──────── Data for analysis ────────

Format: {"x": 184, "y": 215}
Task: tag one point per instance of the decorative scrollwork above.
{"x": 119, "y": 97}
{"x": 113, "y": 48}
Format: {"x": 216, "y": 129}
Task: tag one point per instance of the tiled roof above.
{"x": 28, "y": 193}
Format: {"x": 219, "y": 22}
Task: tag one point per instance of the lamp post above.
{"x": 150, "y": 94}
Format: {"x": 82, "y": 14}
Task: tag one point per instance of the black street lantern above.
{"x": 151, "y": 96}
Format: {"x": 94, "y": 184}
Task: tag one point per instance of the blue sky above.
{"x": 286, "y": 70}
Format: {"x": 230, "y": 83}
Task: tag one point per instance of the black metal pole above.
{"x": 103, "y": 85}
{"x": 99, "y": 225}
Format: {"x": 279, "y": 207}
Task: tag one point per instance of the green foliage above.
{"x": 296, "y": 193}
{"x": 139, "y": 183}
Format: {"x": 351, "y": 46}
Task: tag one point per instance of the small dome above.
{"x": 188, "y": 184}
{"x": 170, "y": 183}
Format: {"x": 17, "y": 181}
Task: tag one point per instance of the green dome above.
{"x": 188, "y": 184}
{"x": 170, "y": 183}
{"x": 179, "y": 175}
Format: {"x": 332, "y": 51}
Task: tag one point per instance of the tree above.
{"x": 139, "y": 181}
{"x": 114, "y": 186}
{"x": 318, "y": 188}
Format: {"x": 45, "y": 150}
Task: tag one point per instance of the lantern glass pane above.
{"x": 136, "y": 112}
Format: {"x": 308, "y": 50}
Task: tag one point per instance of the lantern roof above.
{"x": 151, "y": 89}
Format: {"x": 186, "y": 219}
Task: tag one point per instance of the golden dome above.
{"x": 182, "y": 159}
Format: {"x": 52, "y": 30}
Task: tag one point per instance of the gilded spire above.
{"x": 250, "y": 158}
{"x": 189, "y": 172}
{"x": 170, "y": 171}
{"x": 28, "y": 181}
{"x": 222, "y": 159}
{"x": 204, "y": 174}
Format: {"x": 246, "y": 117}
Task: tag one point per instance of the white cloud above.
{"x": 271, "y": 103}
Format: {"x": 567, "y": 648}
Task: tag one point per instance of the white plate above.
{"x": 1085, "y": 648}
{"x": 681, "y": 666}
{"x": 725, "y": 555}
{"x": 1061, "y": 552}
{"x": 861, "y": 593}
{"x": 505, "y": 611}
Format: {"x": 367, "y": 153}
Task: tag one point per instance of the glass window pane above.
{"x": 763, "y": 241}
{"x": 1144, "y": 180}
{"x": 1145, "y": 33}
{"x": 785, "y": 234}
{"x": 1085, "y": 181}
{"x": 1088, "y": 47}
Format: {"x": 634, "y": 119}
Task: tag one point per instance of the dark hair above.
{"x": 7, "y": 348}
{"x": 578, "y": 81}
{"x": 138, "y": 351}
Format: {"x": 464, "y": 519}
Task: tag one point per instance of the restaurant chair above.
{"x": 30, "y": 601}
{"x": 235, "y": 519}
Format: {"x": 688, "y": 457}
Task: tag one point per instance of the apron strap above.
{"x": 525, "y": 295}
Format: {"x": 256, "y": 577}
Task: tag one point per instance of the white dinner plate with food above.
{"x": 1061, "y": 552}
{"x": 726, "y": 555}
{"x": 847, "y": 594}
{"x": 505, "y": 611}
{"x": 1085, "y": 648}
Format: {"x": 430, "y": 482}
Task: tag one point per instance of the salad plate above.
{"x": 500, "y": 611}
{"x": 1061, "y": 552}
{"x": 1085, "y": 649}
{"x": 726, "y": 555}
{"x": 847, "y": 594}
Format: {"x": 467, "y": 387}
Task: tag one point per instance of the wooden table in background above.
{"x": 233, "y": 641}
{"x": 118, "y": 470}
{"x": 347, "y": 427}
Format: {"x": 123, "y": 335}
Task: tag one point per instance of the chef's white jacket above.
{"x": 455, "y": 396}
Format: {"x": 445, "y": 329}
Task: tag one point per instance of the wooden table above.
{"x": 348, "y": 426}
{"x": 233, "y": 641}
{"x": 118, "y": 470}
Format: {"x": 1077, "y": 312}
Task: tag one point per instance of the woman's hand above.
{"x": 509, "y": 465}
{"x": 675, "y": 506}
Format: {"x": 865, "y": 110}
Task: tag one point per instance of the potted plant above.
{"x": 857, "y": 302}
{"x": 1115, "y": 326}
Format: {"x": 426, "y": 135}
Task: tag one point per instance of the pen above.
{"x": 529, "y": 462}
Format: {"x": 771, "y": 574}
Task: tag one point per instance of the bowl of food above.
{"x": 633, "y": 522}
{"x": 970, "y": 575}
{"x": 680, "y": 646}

────────

### What to do
From the records above, extract everything verbatim.

### Reply
Format: {"x": 184, "y": 215}
Task: tag one point per instance of the decorative scrollwork above.
{"x": 119, "y": 97}
{"x": 113, "y": 48}
Format: {"x": 216, "y": 129}
Task: tag one point per instance of the tiled roof above.
{"x": 28, "y": 193}
Format: {"x": 219, "y": 22}
Task: tag one point per instance of the lamp post above.
{"x": 150, "y": 94}
Format: {"x": 82, "y": 14}
Task: tag one point per instance of the black street lantern above.
{"x": 151, "y": 96}
Format: {"x": 94, "y": 184}
Task: tag one point per instance of the blue sky above.
{"x": 286, "y": 70}
Format: {"x": 230, "y": 83}
Task: tag one point per instance of the black metal pole above.
{"x": 103, "y": 85}
{"x": 99, "y": 225}
Format: {"x": 279, "y": 207}
Task: tag one point per instance of the green foliage above.
{"x": 296, "y": 193}
{"x": 139, "y": 183}
Format: {"x": 351, "y": 46}
Task: tag one point per instance of the small dome above.
{"x": 188, "y": 184}
{"x": 170, "y": 183}
Format: {"x": 17, "y": 181}
Task: tag one point per instance of the green dome above.
{"x": 188, "y": 184}
{"x": 170, "y": 183}
{"x": 179, "y": 175}
Format: {"x": 332, "y": 51}
Task: tag one point per instance of the tree above.
{"x": 139, "y": 181}
{"x": 114, "y": 186}
{"x": 318, "y": 188}
Format: {"x": 45, "y": 150}
Task: tag one point per instance of the lantern glass pane above.
{"x": 136, "y": 112}
Format: {"x": 308, "y": 50}
Task: tag one point per instance of the lantern roof above.
{"x": 151, "y": 89}
Format: {"x": 186, "y": 219}
Task: tag one point per instance of the golden dome above.
{"x": 182, "y": 159}
Format: {"x": 52, "y": 30}
Task: tag one point per instance of the gilded spire above.
{"x": 250, "y": 158}
{"x": 189, "y": 172}
{"x": 170, "y": 171}
{"x": 28, "y": 181}
{"x": 222, "y": 159}
{"x": 204, "y": 174}
Format: {"x": 246, "y": 117}
Task: tag one point per instance of the white cloud above.
{"x": 271, "y": 103}
Format: {"x": 567, "y": 648}
Task: tag one point per instance of the white plate above.
{"x": 1085, "y": 648}
{"x": 681, "y": 666}
{"x": 725, "y": 555}
{"x": 1061, "y": 552}
{"x": 861, "y": 593}
{"x": 505, "y": 611}
Format: {"x": 367, "y": 153}
Task: tag one point per instance of the glass window pane above.
{"x": 763, "y": 241}
{"x": 1144, "y": 180}
{"x": 1145, "y": 33}
{"x": 785, "y": 234}
{"x": 1085, "y": 181}
{"x": 1088, "y": 47}
Format: {"x": 634, "y": 119}
Task: tag one point per instance of the dark hair above.
{"x": 7, "y": 348}
{"x": 578, "y": 81}
{"x": 138, "y": 351}
Format: {"x": 464, "y": 519}
Task: tag one point per instance of the restaurant chair above.
{"x": 30, "y": 601}
{"x": 235, "y": 519}
Format: {"x": 688, "y": 457}
Task: tag one point per instance of the apron strap above.
{"x": 525, "y": 295}
Format: {"x": 256, "y": 577}
Task: tag one point per instance of the white dinner plate with food above.
{"x": 1061, "y": 552}
{"x": 726, "y": 555}
{"x": 847, "y": 594}
{"x": 505, "y": 611}
{"x": 1085, "y": 648}
Format: {"x": 430, "y": 482}
Task: tag one point per instance of the salad plate above.
{"x": 500, "y": 611}
{"x": 1061, "y": 552}
{"x": 1085, "y": 649}
{"x": 726, "y": 555}
{"x": 847, "y": 594}
Format: {"x": 467, "y": 387}
Task: tag one point per instance of the wooden table in background above.
{"x": 233, "y": 641}
{"x": 118, "y": 470}
{"x": 347, "y": 427}
Format: {"x": 123, "y": 335}
Task: tag one point per instance of the chef's white jacket above.
{"x": 455, "y": 396}
Format: {"x": 445, "y": 329}
Task: tag one point per instance of the wooden table above.
{"x": 348, "y": 426}
{"x": 233, "y": 641}
{"x": 118, "y": 470}
Format: {"x": 1077, "y": 312}
Task: tag one point per instance of the woman's hand above.
{"x": 509, "y": 465}
{"x": 675, "y": 506}
Format: {"x": 865, "y": 110}
Task: tag one point per instance of the potted plant above.
{"x": 857, "y": 302}
{"x": 1115, "y": 326}
Format: {"x": 426, "y": 135}
Task: tag one point per instance of the pen above.
{"x": 529, "y": 462}
Format: {"x": 771, "y": 574}
Task: tag one point per instance of the bowl of food above.
{"x": 633, "y": 522}
{"x": 970, "y": 575}
{"x": 680, "y": 646}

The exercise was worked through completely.